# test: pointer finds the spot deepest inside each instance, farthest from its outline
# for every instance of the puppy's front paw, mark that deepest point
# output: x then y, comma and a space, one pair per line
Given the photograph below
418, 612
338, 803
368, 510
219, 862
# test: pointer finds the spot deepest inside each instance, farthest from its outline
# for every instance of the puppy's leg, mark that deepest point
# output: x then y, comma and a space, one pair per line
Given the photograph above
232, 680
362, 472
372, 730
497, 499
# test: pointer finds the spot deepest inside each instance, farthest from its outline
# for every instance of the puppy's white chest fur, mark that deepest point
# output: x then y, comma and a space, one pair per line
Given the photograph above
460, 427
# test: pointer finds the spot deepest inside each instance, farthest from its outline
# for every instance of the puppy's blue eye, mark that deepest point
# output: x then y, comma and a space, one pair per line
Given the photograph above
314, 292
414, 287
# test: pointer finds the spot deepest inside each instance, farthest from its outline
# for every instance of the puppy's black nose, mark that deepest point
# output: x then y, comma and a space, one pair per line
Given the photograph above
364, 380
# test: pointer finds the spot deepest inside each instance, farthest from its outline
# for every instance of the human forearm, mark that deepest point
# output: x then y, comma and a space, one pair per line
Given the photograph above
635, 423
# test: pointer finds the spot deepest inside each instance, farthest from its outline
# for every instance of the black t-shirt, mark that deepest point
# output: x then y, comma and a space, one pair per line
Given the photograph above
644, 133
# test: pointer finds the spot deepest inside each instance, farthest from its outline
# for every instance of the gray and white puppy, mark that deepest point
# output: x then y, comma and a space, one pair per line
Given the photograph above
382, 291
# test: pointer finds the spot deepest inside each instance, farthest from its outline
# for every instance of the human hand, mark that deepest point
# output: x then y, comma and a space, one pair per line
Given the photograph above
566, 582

★ ★ ★ ★ ★

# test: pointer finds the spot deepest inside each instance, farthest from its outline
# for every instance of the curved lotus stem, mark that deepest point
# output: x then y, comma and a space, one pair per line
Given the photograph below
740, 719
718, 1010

★ ★ ★ ★ ★

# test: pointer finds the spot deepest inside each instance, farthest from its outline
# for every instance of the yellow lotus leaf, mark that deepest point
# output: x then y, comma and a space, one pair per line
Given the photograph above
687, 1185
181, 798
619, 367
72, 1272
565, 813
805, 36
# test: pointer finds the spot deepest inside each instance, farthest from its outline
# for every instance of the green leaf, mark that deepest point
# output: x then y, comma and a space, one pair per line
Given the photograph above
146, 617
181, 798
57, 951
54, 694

★ ★ ★ ★ ★

Using the records above, list each line that includes "leaf".

Result of the task
# for every instance of the yellow lotus leaf, mark that deepest point
# for every instance of the green leaf, mark that deepest point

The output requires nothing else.